— BEGIN SUPPLIED MATERIAL —

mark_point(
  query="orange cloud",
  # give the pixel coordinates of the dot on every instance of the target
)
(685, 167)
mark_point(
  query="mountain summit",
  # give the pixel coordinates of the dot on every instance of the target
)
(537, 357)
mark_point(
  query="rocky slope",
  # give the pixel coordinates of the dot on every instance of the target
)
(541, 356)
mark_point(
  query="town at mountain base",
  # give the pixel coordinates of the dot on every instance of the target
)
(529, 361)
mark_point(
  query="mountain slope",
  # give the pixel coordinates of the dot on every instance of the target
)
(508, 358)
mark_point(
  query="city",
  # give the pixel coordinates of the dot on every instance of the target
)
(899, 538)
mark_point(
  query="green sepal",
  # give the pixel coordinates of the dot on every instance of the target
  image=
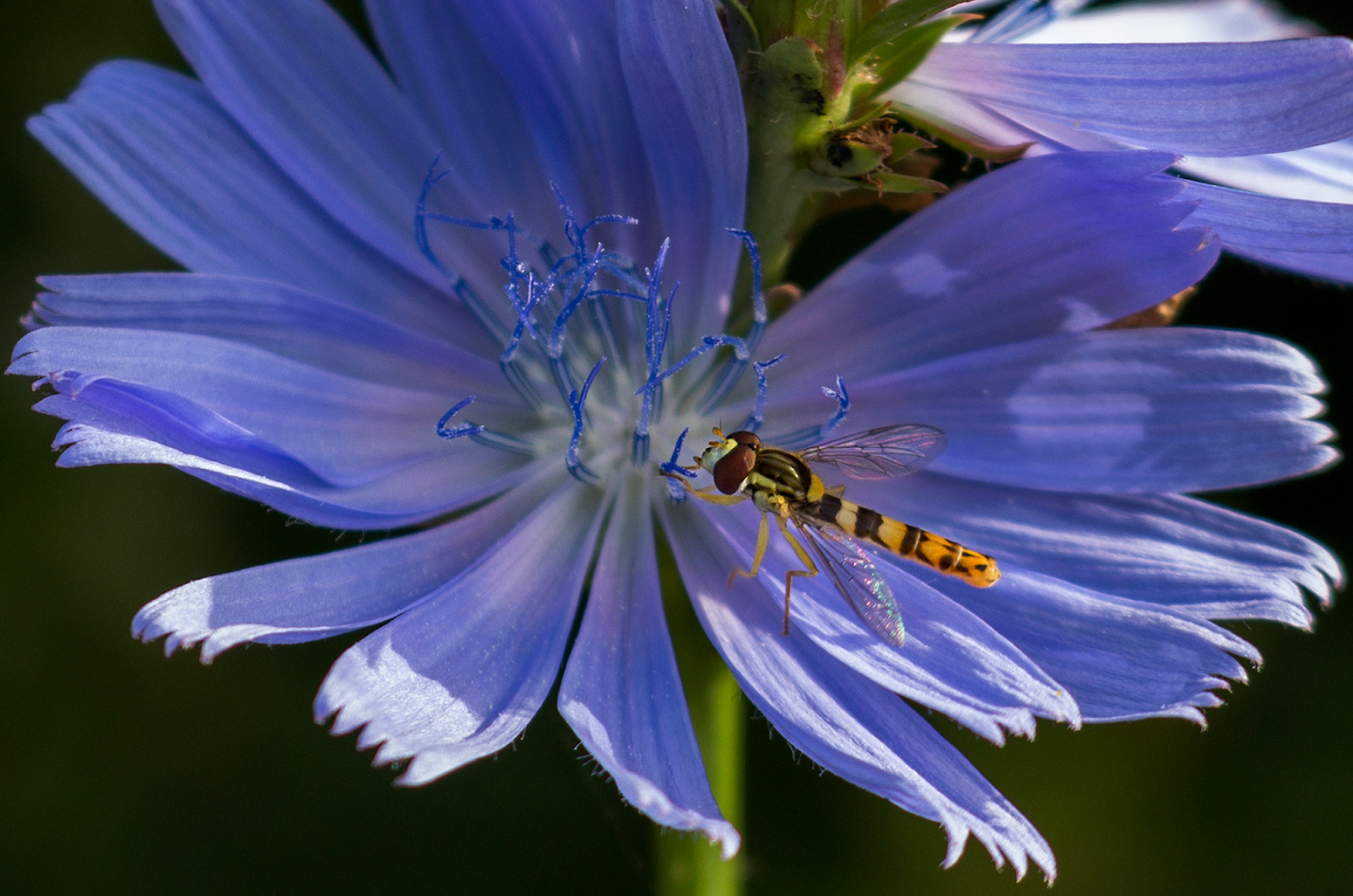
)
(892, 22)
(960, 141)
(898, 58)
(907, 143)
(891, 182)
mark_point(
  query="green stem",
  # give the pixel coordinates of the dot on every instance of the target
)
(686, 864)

— END SUPPLIED MATERIAL —

### WHAT TO PRODUCE
Without the pictures, print the records in full, exactly as they appear.

### CORRECT RESULT
mark_point(
  query="orange cloud",
  # give the pixel coordinates of the dot on every instance of the target
)
(685, 167)
mark_point(
  query="mountain summit",
  # give the pixel coordinates of the dot on every instance of the target
)
(537, 357)
mark_point(
  query="rocky slope",
  # give the pixel coordinates of the dot on every instance of the target
)
(541, 356)
mark_point(
  query="town at mountain base",
  # give the pixel coordinates of the dot on every instance of the target
)
(529, 361)
mark_point(
  query="mountain slope",
  # give the pixel coordinates of the dot on every instance of the target
)
(508, 358)
mark_point(
  query="city",
  # give the pixel coordinates of the dot on every instance of the target
)
(899, 538)
mark_point(
  query="green sepal",
  # give the pixel coordinates of the dot on every instance of the target
  image=
)
(892, 22)
(960, 141)
(898, 58)
(907, 143)
(891, 182)
mark_point(
  query="green stem",
  # give the pixel coordinates of the dot on every instance of the target
)
(686, 864)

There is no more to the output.